### Article
———

Re: reactance of 0805 and smaller SMT resistors

Mark Randol (ryvw50@email.sps.mot.com)
Fri, 13 Jun 1997 15:52:05 -0700

Charles Hill wrote:
>
> Inductance is a property of a current loop, not a device. As such, the current return path is as important as the signal traces. An 0805 device mounted on the end of a coaxial cable has about 0.2nH of inductance; this would be a minimum figure. This inductance is increased on a PCB with the addition of vias and connections to the mounting pads. A smaller device will have less inductance but that is not as important as how the device is mounted, the trace lengths, and current return path.

Sometimes it's easy to forget this when talking about the parasitics of
devices. But having a device at the end of a piece of coax doesn't
necessarily mean that a measurement of 0.2 nH is valid for all
frequencies unless you account for the length and *parasitics* (losses,
leakages, etc) of the coax, right? What about the added inductance
of the path connecting the center conductor and "shield". It could be
different if you are using RG58, RG8, or 0.085 semi-rigid due to the
diameter
differences. Most of the component vendors I've seen that publish
parasitics or frequency reposnse data also publish information regarding
the fixturing and other components in the test setup. So generally
when someone asks "what are the parasitics of X component", all the
other factors you mention are hopefully understood and accounted for
in both measurement and use of the device.

———

### Given request
Copy out the resistor post word for word, beginning at the words "Sometimes it's easy" and ending after "of the device.". Please work from the resistor post alone.

### Collected material

———

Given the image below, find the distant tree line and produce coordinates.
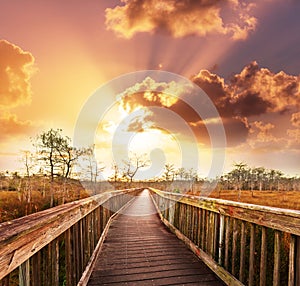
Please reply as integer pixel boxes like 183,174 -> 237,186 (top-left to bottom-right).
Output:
0,129 -> 300,191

———

### Completed exercise
Sometimes it's easy to forget this when talking about the parasitics of
devices. But having a device at the end of a piece of coax doesn't
necessarily mean that a measurement of 0.2 nH is valid for all
frequencies unless you account for the length and *parasitics* (losses,
leakages, etc) of the coax, right? What about the added inductance
of the path connecting the center conductor and "shield". It could be
different if you are using RG58, RG8, or 0.085 semi-rigid due to the
diameter
differences. Most of the component vendors I've seen that publish
parasitics or frequency reposnse data also publish information regarding
the fixturing and other components in the test setup. So generally
when someone asks "what are the parasitics of X component", all the
other factors you mention are hopefully understood and accounted for
in both measurement and use of the device.